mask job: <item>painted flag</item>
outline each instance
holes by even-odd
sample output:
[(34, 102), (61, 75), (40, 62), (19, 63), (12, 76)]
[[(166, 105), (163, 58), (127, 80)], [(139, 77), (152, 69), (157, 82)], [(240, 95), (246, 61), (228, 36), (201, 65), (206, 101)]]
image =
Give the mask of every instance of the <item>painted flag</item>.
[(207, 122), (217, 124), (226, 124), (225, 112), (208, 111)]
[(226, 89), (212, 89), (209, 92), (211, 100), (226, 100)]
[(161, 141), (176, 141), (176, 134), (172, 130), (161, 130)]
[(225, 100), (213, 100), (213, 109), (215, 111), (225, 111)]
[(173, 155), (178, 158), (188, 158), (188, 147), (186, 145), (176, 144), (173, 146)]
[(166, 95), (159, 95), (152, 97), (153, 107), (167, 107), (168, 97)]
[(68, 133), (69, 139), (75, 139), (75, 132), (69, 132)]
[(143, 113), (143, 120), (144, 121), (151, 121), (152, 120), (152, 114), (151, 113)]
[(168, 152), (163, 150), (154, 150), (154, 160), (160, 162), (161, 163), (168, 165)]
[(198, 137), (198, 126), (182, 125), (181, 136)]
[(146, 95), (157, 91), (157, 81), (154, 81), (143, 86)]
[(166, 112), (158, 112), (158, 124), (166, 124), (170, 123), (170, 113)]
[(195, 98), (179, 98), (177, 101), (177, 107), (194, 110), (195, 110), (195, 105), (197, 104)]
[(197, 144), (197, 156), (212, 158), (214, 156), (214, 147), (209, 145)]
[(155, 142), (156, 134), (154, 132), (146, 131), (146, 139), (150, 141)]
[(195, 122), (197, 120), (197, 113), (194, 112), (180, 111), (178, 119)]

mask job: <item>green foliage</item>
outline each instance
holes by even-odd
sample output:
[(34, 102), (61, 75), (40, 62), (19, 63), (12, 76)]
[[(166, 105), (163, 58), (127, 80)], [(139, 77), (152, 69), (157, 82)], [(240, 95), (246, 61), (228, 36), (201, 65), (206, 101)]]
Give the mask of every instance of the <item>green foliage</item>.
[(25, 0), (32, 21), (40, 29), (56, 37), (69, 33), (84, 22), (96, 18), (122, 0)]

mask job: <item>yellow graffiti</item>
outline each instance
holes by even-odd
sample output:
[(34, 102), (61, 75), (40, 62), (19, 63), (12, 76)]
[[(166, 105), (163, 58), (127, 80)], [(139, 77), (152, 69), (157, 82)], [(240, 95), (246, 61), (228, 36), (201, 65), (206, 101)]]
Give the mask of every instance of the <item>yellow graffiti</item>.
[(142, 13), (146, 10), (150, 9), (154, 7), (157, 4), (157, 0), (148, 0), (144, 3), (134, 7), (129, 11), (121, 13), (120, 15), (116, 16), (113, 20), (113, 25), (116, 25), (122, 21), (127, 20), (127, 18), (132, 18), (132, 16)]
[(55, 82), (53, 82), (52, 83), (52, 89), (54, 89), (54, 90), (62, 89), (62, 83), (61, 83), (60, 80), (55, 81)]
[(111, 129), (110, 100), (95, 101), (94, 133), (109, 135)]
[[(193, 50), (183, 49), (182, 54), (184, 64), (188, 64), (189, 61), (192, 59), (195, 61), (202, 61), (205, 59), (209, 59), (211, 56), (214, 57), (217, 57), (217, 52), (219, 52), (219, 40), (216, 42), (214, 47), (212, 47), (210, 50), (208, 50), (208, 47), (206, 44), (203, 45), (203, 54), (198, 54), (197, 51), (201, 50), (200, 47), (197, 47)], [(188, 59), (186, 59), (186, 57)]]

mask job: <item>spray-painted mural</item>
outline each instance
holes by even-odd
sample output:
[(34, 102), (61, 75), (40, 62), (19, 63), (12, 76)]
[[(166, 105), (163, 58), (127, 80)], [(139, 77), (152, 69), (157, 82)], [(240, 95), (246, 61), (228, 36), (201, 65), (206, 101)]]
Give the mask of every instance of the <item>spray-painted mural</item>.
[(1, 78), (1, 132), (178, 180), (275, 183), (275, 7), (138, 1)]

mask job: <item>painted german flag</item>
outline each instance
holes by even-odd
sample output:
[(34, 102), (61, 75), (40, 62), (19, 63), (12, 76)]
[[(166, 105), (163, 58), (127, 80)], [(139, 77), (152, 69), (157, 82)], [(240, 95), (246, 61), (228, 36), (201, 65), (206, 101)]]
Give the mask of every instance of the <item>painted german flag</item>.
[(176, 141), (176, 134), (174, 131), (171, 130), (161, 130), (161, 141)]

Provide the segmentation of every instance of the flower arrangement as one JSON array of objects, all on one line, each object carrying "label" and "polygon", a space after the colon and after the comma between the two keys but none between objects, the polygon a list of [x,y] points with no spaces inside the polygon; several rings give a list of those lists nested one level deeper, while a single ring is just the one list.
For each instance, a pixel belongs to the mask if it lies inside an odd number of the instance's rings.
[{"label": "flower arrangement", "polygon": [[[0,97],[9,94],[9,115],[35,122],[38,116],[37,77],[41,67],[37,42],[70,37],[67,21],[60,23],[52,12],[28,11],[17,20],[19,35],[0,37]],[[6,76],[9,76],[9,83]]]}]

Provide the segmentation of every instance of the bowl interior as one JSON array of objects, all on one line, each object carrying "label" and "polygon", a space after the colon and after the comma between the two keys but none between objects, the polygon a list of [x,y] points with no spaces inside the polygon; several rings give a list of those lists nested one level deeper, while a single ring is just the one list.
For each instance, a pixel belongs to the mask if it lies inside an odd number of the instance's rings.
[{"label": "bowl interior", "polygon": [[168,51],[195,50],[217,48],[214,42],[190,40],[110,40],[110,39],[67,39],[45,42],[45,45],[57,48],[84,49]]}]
---
| Requirement |
Reproduce the entire listing above word for word, from its first line to its last.

| Solved problem |
mask job: <item>painted flag</item>
outline each instance
holes by even-odd
sample output:
[(34, 102), (61, 75), (40, 62), (19, 63), (12, 76)]
[[(166, 105), (163, 58), (127, 80)], [(139, 77), (152, 69), (157, 82)], [(240, 95), (246, 61), (228, 36), (201, 65), (206, 101)]]
image =
Give the mask of every instance of the <item>painted flag</item>.
[(207, 122), (217, 124), (226, 124), (225, 112), (208, 111)]
[(226, 89), (212, 89), (209, 92), (211, 100), (226, 100)]
[(161, 141), (176, 141), (176, 134), (172, 130), (161, 130)]
[(225, 100), (213, 100), (213, 109), (215, 111), (225, 111)]
[(173, 155), (178, 158), (188, 158), (188, 147), (186, 145), (176, 144), (173, 146)]
[(166, 95), (159, 95), (152, 97), (153, 107), (167, 107), (168, 97)]
[(68, 133), (69, 139), (75, 139), (75, 132), (69, 132)]
[(143, 113), (143, 120), (144, 121), (151, 121), (152, 120), (152, 114), (151, 113)]
[(168, 152), (163, 150), (154, 150), (154, 160), (160, 162), (161, 163), (168, 165)]
[(198, 137), (198, 126), (182, 125), (181, 136)]
[(146, 95), (157, 91), (157, 81), (154, 81), (143, 86)]
[(166, 112), (158, 112), (158, 124), (166, 124), (170, 123), (170, 113)]
[(195, 98), (179, 98), (177, 101), (177, 107), (194, 110), (195, 110), (195, 105), (197, 104)]
[(197, 144), (197, 156), (212, 158), (214, 156), (214, 147), (209, 145)]
[(155, 142), (156, 134), (154, 132), (146, 131), (146, 139), (150, 141)]
[(195, 122), (197, 120), (197, 113), (194, 112), (180, 111), (178, 119)]

mask job: <item>green foliage</item>
outline each instance
holes by even-odd
sample output:
[(34, 102), (61, 75), (40, 62), (19, 63), (12, 76)]
[[(166, 105), (163, 58), (127, 80)], [(139, 77), (152, 69), (157, 82)], [(240, 95), (246, 61), (228, 36), (201, 65), (206, 101)]]
Give the mask of every instance of the <item>green foliage</item>.
[(25, 0), (32, 21), (40, 29), (56, 37), (69, 33), (84, 22), (96, 18), (122, 0)]

mask job: <item>yellow graffiti</item>
outline each instance
holes by even-odd
sample output:
[(34, 102), (61, 75), (40, 62), (19, 63), (12, 76)]
[[(166, 105), (163, 58), (127, 80)], [(139, 77), (152, 69), (157, 82)], [(240, 95), (246, 61), (228, 36), (201, 65), (206, 101)]]
Give the mask of every instance of the <item>yellow graffiti</item>.
[(142, 13), (146, 10), (150, 9), (154, 7), (157, 4), (157, 0), (148, 0), (144, 3), (134, 7), (129, 11), (121, 13), (120, 15), (116, 16), (113, 20), (113, 25), (116, 25), (122, 21), (127, 20), (127, 18), (132, 18), (132, 16)]
[(55, 82), (53, 82), (52, 83), (52, 89), (54, 89), (54, 90), (62, 89), (62, 83), (61, 83), (60, 80), (55, 81)]
[(111, 129), (110, 100), (95, 101), (94, 133), (109, 135)]
[[(193, 50), (183, 49), (182, 54), (184, 64), (188, 64), (189, 61), (192, 59), (195, 61), (202, 61), (205, 59), (209, 59), (211, 56), (214, 57), (217, 57), (217, 52), (219, 52), (219, 40), (216, 42), (214, 47), (212, 47), (210, 50), (208, 50), (208, 47), (206, 44), (203, 45), (203, 54), (198, 54), (197, 51), (201, 50), (200, 47), (197, 47)], [(188, 59), (186, 59), (186, 57)]]

mask job: <item>spray-painted mural</item>
outline each instance
holes by even-odd
sample output:
[(34, 102), (61, 75), (40, 62), (19, 63), (12, 76)]
[[(166, 105), (163, 58), (127, 80)], [(139, 77), (152, 69), (157, 82)], [(240, 95), (246, 61), (228, 36), (201, 65), (206, 101)]]
Give the mask of every instance of the <item>spray-painted mural</item>.
[(1, 78), (1, 132), (178, 180), (275, 183), (275, 7), (138, 1)]

mask job: <item>painted german flag</item>
outline each instance
holes by even-odd
sample output:
[(34, 102), (61, 75), (40, 62), (19, 63), (12, 76)]
[[(166, 105), (163, 58), (127, 80)], [(139, 77), (152, 69), (157, 82)], [(240, 95), (246, 61), (228, 36), (201, 65), (206, 101)]]
Give the mask of every instance of the <item>painted german flag</item>.
[(176, 141), (176, 134), (174, 131), (171, 130), (161, 130), (161, 141)]

Provide the segmentation of every instance of the flower arrangement as one JSON array of objects, all on one line, each object carrying "label" and "polygon", a space after the colon and after the comma between the two keys but none between objects, the polygon a list of [x,y] points with no spaces inside the polygon; several rings give a list of those lists nested one level deeper, while a single ring is just the one list.
For each instance, a pixel belongs to the mask if it lies inside an odd number of the instance's rings.
[{"label": "flower arrangement", "polygon": [[[0,97],[9,94],[9,115],[35,122],[38,116],[37,77],[41,67],[37,42],[70,37],[67,21],[60,23],[52,12],[28,11],[17,20],[19,35],[0,37]],[[6,76],[9,76],[9,83]]]}]

Provide the segmentation of every instance of the bowl interior as one JSON array of objects, all on one line, each object carrying "label" and "polygon", a space after the colon and after the comma between the two keys but none between objects, the polygon a list of [x,y] points with no spaces inside the polygon; several rings give a list of those lists nested one level deeper, while a single ring is just the one list.
For each instance, a pixel belongs to the mask if it lies inside an odd number of the instance's rings.
[{"label": "bowl interior", "polygon": [[168,51],[195,50],[217,48],[214,42],[190,40],[110,40],[110,39],[67,39],[45,42],[45,45],[57,48],[84,49]]}]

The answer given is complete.